▸ **Work to complete**
Revise the material below so that every instance of "one-line JSON array" becomes "single-line JSON array", and leave all other text unchanged.

Items from a data source:
[Start]
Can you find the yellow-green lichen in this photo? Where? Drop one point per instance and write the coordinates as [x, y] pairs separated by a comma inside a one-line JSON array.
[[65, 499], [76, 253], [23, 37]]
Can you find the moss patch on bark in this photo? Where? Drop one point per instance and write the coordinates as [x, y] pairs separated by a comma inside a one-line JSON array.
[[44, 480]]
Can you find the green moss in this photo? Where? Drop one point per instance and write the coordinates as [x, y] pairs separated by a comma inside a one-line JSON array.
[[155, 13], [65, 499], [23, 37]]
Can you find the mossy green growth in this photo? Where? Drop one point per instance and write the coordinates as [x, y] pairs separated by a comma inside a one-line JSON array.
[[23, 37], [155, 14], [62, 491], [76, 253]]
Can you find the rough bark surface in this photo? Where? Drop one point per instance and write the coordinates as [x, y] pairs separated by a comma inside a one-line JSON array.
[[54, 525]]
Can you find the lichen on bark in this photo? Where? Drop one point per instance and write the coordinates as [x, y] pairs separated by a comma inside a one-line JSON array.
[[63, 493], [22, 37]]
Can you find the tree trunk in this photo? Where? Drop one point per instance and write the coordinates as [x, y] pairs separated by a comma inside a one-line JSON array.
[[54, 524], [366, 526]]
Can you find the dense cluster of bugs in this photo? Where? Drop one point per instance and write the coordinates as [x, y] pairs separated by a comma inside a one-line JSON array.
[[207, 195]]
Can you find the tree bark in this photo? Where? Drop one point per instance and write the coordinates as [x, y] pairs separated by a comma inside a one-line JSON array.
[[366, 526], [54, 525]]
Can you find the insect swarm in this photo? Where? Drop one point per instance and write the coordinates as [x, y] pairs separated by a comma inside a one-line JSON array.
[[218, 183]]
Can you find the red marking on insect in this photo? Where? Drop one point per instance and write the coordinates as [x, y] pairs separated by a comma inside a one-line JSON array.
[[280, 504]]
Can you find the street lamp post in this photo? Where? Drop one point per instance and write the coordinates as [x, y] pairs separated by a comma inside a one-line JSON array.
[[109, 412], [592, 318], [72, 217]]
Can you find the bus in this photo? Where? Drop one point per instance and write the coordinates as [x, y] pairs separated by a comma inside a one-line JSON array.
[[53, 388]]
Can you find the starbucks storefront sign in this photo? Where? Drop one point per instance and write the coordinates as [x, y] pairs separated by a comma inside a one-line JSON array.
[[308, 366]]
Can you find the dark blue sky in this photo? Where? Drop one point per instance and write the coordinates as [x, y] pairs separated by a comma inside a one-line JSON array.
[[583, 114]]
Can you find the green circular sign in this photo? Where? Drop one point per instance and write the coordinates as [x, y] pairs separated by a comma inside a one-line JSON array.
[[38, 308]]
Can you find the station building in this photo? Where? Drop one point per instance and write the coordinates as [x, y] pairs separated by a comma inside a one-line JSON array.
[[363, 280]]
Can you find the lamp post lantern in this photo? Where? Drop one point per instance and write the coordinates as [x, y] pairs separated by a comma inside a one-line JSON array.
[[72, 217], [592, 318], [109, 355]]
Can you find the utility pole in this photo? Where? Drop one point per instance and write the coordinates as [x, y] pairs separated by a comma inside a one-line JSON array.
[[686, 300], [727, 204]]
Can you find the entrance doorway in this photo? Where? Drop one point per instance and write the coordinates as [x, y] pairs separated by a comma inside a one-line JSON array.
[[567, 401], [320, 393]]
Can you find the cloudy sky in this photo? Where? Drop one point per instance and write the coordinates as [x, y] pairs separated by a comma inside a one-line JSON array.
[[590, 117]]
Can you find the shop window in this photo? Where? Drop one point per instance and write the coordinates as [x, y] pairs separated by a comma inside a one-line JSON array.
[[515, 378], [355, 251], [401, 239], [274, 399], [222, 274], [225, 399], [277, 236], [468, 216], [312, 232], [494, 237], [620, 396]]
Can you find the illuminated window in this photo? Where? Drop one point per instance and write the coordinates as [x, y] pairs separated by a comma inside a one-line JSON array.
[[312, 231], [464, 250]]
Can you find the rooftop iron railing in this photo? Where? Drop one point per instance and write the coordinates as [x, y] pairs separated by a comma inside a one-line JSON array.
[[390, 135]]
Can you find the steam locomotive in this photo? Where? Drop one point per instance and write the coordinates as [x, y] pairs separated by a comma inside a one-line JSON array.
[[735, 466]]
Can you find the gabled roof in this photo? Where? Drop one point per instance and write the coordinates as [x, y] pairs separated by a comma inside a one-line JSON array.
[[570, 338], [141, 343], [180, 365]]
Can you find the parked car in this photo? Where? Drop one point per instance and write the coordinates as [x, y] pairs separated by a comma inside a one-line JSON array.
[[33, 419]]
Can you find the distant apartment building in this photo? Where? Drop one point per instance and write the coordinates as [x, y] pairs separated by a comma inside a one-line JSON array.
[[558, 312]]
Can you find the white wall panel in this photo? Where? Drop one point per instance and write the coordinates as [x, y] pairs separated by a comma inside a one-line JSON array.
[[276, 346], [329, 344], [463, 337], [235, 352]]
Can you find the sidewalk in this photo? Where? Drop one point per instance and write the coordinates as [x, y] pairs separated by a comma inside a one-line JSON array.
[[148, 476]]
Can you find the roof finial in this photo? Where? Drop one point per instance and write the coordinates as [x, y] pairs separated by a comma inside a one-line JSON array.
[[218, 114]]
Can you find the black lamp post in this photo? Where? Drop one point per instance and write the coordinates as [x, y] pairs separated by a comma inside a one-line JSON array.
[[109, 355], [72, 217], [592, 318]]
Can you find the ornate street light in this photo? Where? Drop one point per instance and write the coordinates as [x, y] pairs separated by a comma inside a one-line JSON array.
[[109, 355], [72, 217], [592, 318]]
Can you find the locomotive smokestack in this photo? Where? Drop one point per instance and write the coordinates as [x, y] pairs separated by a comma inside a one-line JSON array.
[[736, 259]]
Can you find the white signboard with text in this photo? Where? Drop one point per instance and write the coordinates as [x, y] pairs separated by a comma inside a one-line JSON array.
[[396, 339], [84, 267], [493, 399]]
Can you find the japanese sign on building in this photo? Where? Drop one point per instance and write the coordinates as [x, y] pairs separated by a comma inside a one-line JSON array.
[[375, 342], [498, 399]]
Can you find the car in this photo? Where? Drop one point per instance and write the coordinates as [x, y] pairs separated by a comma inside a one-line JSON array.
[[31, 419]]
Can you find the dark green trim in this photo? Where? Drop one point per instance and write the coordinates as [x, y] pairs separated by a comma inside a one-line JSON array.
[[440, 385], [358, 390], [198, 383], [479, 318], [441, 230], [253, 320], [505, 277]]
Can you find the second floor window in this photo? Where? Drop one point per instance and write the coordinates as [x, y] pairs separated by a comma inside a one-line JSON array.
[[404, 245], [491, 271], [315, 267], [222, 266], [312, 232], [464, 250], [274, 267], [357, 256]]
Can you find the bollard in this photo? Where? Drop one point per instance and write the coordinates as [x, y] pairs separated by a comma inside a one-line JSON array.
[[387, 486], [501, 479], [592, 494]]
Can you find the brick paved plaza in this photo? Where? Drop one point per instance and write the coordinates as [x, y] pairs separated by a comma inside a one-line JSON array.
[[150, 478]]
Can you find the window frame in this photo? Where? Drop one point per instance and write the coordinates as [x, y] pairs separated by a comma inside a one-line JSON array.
[End]
▸ **Reply**
Can you find the yellow-green lichen in this photo? Where? Drop one point per instance and write the coordinates as [x, y] pairs separated by a comma inside a single-line JSON array.
[[65, 499], [76, 253], [23, 37]]
Can you find the moss patch on bark in this photo? Where? Drop one point per instance and write the coordinates as [x, y] pairs separated by a comma inside a single-line JSON array.
[[44, 480]]
Can you find the green moss in this photo? Where? Drop one point per instance and write the coordinates as [x, y] pairs separated by a comma inside a single-line JSON array.
[[155, 13], [65, 499], [23, 37]]
Can you find the mossy green growth in this photo? Where? Drop one point per instance and write the coordinates as [x, y] pairs separated by a comma inside a single-line JSON array.
[[23, 37], [155, 14], [62, 491], [76, 253]]
Can you find the rough bark surface in this photo? Where? Drop one point per instance and write the coordinates as [x, y] pairs separated by a comma inside a single-line JSON array.
[[54, 525]]
Can you find the lichen on bark in this photo? Where? Drop one point per instance and write the coordinates as [x, y] pairs separated by a comma inside a single-line JSON array.
[[63, 493], [22, 37]]
Can you find the tree trunk in this photo? Where? Drop one point per instance and write the coordinates as [x, y] pairs separated by a comma inside a single-line JSON array.
[[54, 524], [366, 526]]
Can you find the dense cluster of bugs in this photo? Where? Drop one point per instance and write the coordinates as [x, y] pairs separated by a comma inside a single-line JSON array.
[[207, 195]]
Can you find the tree bark in this photo? Where? Drop one point per instance and write the coordinates as [x, y] pairs separated by a comma inside a single-line JSON array.
[[366, 526], [54, 525]]
Can you find the insect swarm in this photo? Where? Drop one point per instance and write the coordinates as [x, y] pairs separated by a comma inside a single-line JSON array.
[[218, 183]]
Can you find the red marking on insect in this photo? Where? Drop one point per instance and write the coordinates as [x, y] pairs separated by a comma inside a single-line JSON array.
[[280, 504]]
Can you find the street lamp post in this photo? Where? Drop one point per instance and write the coordinates as [x, y] pairs separated by a comma inside a single-line JSON array.
[[109, 412], [592, 318], [72, 217]]
Can you find the bus in this photo? Where? Drop one point per instance and write the coordinates as [x, y] pairs separated by a comma inside a single-line JSON array.
[[53, 388]]
Can you find the starbucks storefront sign in this photo? Where? Drop one point per instance and write the coordinates as [x, y] pairs separated by a comma inside a single-line JSON array.
[[308, 366]]
Can you find the dark blue sky in this photo? Where? Drop one point per instance and write the coordinates as [x, y] pairs separated by a comma inside a single-line JSON array.
[[583, 114]]
Can you find the green circular sign in this photo? Where? Drop one point per instance and write the coordinates as [x, y] pairs separated by a comma inside a single-line JSON array.
[[38, 308]]
Can you find the station building in this photo? Where? Drop one point per instance and write the coordinates as [x, y] pairs separated by a comma inside a single-line JSON array.
[[363, 280]]
Can you find the lamp post lantern in this photo? Where? Drop one point per instance and write the coordinates as [x, y] pairs separated by a comma inside a single-line JSON array.
[[72, 217], [592, 318], [109, 355]]
Can you find the utility pole in this photo? Where? Drop one point per instance and write the coordinates as [x, y] pairs separated by a comma inside a single-line JSON array.
[[686, 300], [727, 204]]
Can you find the entrance doorway in this photo? Where? Drop one point per instance and write the coordinates as [x, y] pairs separated by a comma inside a single-line JSON array.
[[567, 401], [320, 393]]
Can you find the cloudy sky in this photo? Where? Drop one point per instance and write the coordinates as [x, y] pairs separated by a comma inside a single-line JSON array.
[[590, 117]]
Can you find the shop window in this photo? Where? Drop one point per instance and write the coordinates as [x, y] pairs separated by a comma inside a single-line JSON array.
[[515, 378], [355, 251], [401, 239], [274, 399], [222, 274], [225, 399], [277, 236], [468, 216], [312, 232], [494, 237], [620, 396]]
Can you find the illuminated window in this photo? Where? Drop one point per instance and write the coordinates as [x, y] pairs separated by a comma inside a single-line JSON array.
[[312, 231], [464, 250]]
Can you find the rooftop iron railing in this photo? Where? Drop one point per instance and write the coordinates as [x, y] pairs separated by a comma inside a single-line JSON array.
[[390, 135]]
Can you find the steam locomotive in this photo? Where? Drop one point per instance and write the coordinates as [x, y] pairs separated by a comma inside a single-line JSON array.
[[735, 466]]
Can you find the gabled roof in this photo? Where? Drop one point per instance and write the coordinates as [x, y] pairs separated by a comma inside a single-line JSON array.
[[570, 338], [141, 343], [180, 365]]
Can you find the parked car in this photo? Where? Drop one point per instance and write the coordinates as [x, y] pairs separated by a comma inside a single-line JSON array.
[[33, 419]]
Can you find the distant apartment building in this photo? Where? Drop one point per instance and write the coordinates as [x, y] pairs separated by a comma inside a single-line JSON array.
[[558, 312]]
Can you find the white wall panel in this photo? Where? Drop one point per instance and write the coordinates as [x, y] pairs separated by a comma inside a single-line JSON array.
[[276, 346], [329, 344], [463, 337], [235, 352]]
Can you find the sidewalk in this photo? Where? Drop one point per instance and write the coordinates as [x, y] pairs separated by a comma inside a single-line JSON array.
[[148, 476]]
Can you find the roof finial in this photo? Where? Drop one point per instance and write the coordinates as [x, y] pairs separated by a comma inside a single-line JSON array.
[[218, 114]]
Can you find the black lamp post in this photo? Where? Drop one point per instance and write the coordinates as [x, y] pairs separated by a comma inside a single-line JSON array.
[[109, 355], [72, 217], [592, 318]]
Can you find the ornate street light in this photo? Where? Drop one point per instance and write the coordinates as [x, y] pairs separated by a comma inside a single-line JSON array.
[[109, 355], [72, 217], [592, 318]]
Can you find the locomotive smokestack in this photo? Where? Drop one point per instance and write the coordinates as [x, y] pairs separated by a comma inside a single-line JSON array.
[[736, 259]]
Can you find the white signboard with text in this photo? Where? Drop one point per instance and write the coordinates as [x, y] pairs separated by a comma inside a single-line JSON array.
[[396, 339], [84, 267], [493, 399]]
Can you find the japanese sign on building in this photo? Where? Drop one point per instance and write the coordinates as [x, y] pairs separated by a comma inside a single-line JSON array.
[[375, 342], [498, 399]]
Can you find the car in this photo? Where? Drop one point per instance and write the coordinates as [x, y] pairs separated by a comma inside a single-line JSON array.
[[31, 419]]
Can you find the dark green trim in this photo? Where? Drop one point per instance and write the coordinates as [x, y] pairs separated by a comma inside a single-line JSON array.
[[440, 385], [358, 390], [198, 383], [479, 318], [441, 230], [253, 320], [505, 277]]
Can you find the second floor window in this photo? Where? Drop one point per instance and write the coordinates as [x, y] pairs separated by a comma inside a single-line JSON array.
[[404, 245], [491, 271], [315, 267], [222, 266], [312, 232], [464, 250], [274, 267], [357, 256]]
Can you find the bollard in this photo? Where? Drop one point per instance and write the coordinates as [x, y] pairs separated by a comma inside a single-line JSON array.
[[387, 486], [501, 479], [592, 494]]
Can you find the brick paved plaza in this photo? Where? Drop one point per instance and write the coordinates as [x, y] pairs separated by a comma inside a single-line JSON array.
[[150, 478]]
Can you find the window frame in this photo? Where? Drop one point per instance and write the coordinates as [x, y] pairs separated by a comma inside a single-line JSON array.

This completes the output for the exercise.